Job A » Show every line in the entries below that contains the string "nike", treating uppercase and lowercase as different.

═════ Provided text

TUES, MAY. 02 2023-theGBJournal|2023, so far, has been an exceptionally volatile year for Naira-denominated savers, with 1-year T-bill rates oscillating between 3.78% and 13.05% while Federal Government of Nigeria (FGN) bond rates have been more stable.

To make things more complicated, 90-day deposit rates available to financial institutions (rates which they can pass onto their customers) have varied between 4.00% and 19.00%.

The question, this year, has been not how to position a Naira fixed-income portfolio, i.e. whether to take short-dated T-bills or long-dated bonds, but when to buy high-yielding T-bill and short-term deposits.

Complacent fund managers, who were not aware of the dynamics of the market and who locked in money at low rates, had a rude awakening by the end of Q1 and appear to have been confused by events.

How does a canny investor make the best returns in these conditions? Note that average FGN bond rates have, for the most part, been higher than 1-year T-bill rates and 90-day deposit rates, so certain kinds of investor would have been happy with FGN bonds, and could have accessed them by buying Fixed Income mutual funds.

But many investors either have a short time horizon or like to see their cash redeemed on a regular basis, and the key for them has been how to maximize returns on short-term fixed-income investments.

As all investors know, conditions were far from normal at the beginning of 2023. The Central Bank of Nigeria (CBN) was in the process of withdrawing old banknotes from the system and replacing them with new ones.

Such changeovers are very rare, and the prospect of millions of Nigerians depositing a trillion or more old Naira banknotes with their banks was going to create unusual conditions, in this case, a surfeit of bank liquidity.

And, as anyone who studies short-term movements in short-term rates knows, a surfeit in liquidity usually results in a fall in T-bill rates. Banks, engorged with their clients’ money in current accounts, were big bidders at the CBN’s T-bill auctions and rates fell during January, sustaining low levels during February and the early weeks of March. These were bad times to lock in a short-term investment.

If it was not clear that conditions were abnormal, then one only had to look at what was happening on the street. First, there was a shortage of cash as people took their banknotes to deposit with banks. At one point many shops stopped taking cash, fearful they would not have time to deposit it.

══════════

Job B » According to the passage on Naira fixed-income rates, between what levels have 90-day deposit rates available to financial institutions varied?

═════ Material for this exercise

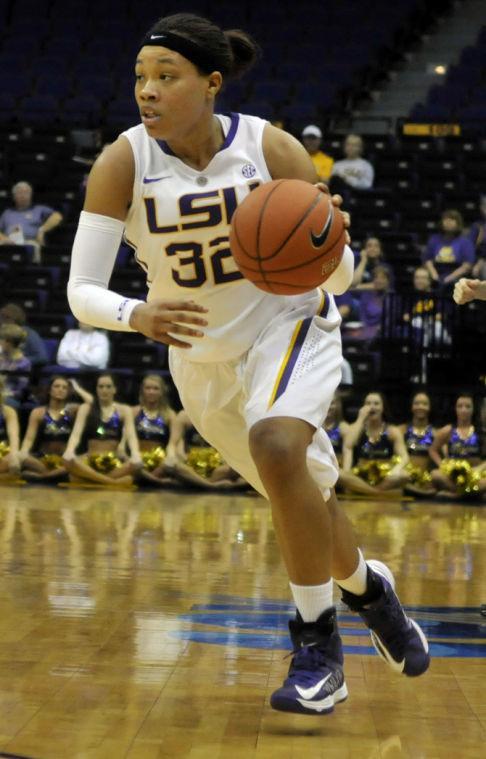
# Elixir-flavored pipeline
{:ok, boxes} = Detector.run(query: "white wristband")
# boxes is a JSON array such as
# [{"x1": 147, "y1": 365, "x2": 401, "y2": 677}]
[{"x1": 68, "y1": 211, "x2": 144, "y2": 332}]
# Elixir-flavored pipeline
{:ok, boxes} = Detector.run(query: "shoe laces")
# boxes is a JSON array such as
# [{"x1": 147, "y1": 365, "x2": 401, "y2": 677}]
[
  {"x1": 373, "y1": 599, "x2": 409, "y2": 656},
  {"x1": 285, "y1": 643, "x2": 327, "y2": 685}
]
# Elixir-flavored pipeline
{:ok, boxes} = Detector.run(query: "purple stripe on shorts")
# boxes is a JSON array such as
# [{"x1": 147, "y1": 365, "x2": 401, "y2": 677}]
[
  {"x1": 319, "y1": 292, "x2": 329, "y2": 318},
  {"x1": 273, "y1": 316, "x2": 312, "y2": 403}
]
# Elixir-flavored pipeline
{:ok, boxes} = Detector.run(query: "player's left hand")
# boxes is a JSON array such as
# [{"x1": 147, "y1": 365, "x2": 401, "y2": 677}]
[{"x1": 316, "y1": 182, "x2": 351, "y2": 245}]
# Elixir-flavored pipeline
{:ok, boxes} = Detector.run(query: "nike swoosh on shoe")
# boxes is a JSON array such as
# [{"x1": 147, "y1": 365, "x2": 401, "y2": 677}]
[
  {"x1": 370, "y1": 630, "x2": 405, "y2": 674},
  {"x1": 295, "y1": 672, "x2": 332, "y2": 700}
]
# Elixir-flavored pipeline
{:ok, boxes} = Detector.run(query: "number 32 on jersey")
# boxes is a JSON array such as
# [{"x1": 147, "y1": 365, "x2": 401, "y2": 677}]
[{"x1": 144, "y1": 182, "x2": 258, "y2": 287}]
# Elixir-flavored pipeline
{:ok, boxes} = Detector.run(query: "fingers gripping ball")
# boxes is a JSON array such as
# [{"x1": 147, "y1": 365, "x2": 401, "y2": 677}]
[{"x1": 230, "y1": 179, "x2": 346, "y2": 295}]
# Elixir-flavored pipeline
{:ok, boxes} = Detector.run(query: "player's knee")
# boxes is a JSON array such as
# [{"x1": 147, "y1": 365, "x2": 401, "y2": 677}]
[{"x1": 250, "y1": 419, "x2": 307, "y2": 474}]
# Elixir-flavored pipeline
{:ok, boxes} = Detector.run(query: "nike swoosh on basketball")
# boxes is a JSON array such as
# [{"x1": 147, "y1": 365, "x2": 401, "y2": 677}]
[
  {"x1": 142, "y1": 174, "x2": 172, "y2": 184},
  {"x1": 295, "y1": 672, "x2": 332, "y2": 701},
  {"x1": 310, "y1": 207, "x2": 334, "y2": 248}
]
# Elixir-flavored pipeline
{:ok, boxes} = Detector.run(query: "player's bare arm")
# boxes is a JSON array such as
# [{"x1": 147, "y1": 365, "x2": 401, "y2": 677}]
[{"x1": 72, "y1": 137, "x2": 207, "y2": 348}]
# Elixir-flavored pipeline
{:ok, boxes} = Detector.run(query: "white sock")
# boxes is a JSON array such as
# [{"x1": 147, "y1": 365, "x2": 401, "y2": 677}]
[
  {"x1": 289, "y1": 579, "x2": 333, "y2": 622},
  {"x1": 336, "y1": 548, "x2": 368, "y2": 596}
]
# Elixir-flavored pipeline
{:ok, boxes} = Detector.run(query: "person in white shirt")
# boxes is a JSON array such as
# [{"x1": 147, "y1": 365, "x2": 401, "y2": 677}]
[
  {"x1": 57, "y1": 322, "x2": 110, "y2": 369},
  {"x1": 330, "y1": 134, "x2": 375, "y2": 192}
]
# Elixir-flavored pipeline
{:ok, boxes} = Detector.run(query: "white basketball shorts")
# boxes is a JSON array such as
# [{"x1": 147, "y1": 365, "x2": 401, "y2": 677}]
[{"x1": 169, "y1": 292, "x2": 342, "y2": 500}]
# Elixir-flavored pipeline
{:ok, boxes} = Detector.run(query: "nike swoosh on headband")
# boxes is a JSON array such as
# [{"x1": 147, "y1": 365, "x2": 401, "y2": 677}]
[
  {"x1": 142, "y1": 174, "x2": 172, "y2": 184},
  {"x1": 310, "y1": 206, "x2": 334, "y2": 248}
]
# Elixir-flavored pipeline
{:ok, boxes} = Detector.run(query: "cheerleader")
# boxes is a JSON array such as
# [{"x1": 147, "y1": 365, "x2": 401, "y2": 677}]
[
  {"x1": 398, "y1": 391, "x2": 436, "y2": 496},
  {"x1": 20, "y1": 376, "x2": 93, "y2": 482},
  {"x1": 172, "y1": 410, "x2": 249, "y2": 490},
  {"x1": 63, "y1": 374, "x2": 142, "y2": 487},
  {"x1": 429, "y1": 393, "x2": 486, "y2": 500},
  {"x1": 0, "y1": 376, "x2": 20, "y2": 482},
  {"x1": 132, "y1": 374, "x2": 177, "y2": 485},
  {"x1": 342, "y1": 393, "x2": 410, "y2": 496}
]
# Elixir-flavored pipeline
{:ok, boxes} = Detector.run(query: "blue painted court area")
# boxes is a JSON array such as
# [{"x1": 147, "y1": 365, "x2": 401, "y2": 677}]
[{"x1": 171, "y1": 597, "x2": 486, "y2": 658}]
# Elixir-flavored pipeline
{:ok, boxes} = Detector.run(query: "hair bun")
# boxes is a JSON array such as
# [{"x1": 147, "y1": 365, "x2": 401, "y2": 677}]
[{"x1": 224, "y1": 29, "x2": 261, "y2": 79}]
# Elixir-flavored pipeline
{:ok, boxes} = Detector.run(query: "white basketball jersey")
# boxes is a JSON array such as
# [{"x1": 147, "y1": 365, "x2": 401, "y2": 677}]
[{"x1": 123, "y1": 114, "x2": 326, "y2": 361}]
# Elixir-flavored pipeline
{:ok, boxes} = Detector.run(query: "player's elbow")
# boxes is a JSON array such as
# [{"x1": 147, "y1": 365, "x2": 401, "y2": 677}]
[{"x1": 323, "y1": 245, "x2": 354, "y2": 295}]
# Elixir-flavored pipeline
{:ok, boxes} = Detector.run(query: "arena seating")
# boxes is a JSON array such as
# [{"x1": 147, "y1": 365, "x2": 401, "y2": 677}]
[
  {"x1": 410, "y1": 27, "x2": 486, "y2": 123},
  {"x1": 0, "y1": 0, "x2": 486, "y2": 404}
]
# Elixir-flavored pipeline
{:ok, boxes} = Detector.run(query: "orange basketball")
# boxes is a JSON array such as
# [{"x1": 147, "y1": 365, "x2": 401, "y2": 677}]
[{"x1": 230, "y1": 179, "x2": 345, "y2": 295}]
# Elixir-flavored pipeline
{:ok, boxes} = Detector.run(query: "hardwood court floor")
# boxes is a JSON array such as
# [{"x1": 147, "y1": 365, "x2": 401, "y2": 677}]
[{"x1": 0, "y1": 487, "x2": 486, "y2": 759}]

══════════

Final answer A »
{:ok, boxes} = Detector.run(query: "nike swoosh on shoe")
{:ok, boxes} = Detector.run(query: "nike swoosh on basketball")
{:ok, boxes} = Detector.run(query: "nike swoosh on headband")

Final answer B » Between 4.00% and 19.00%.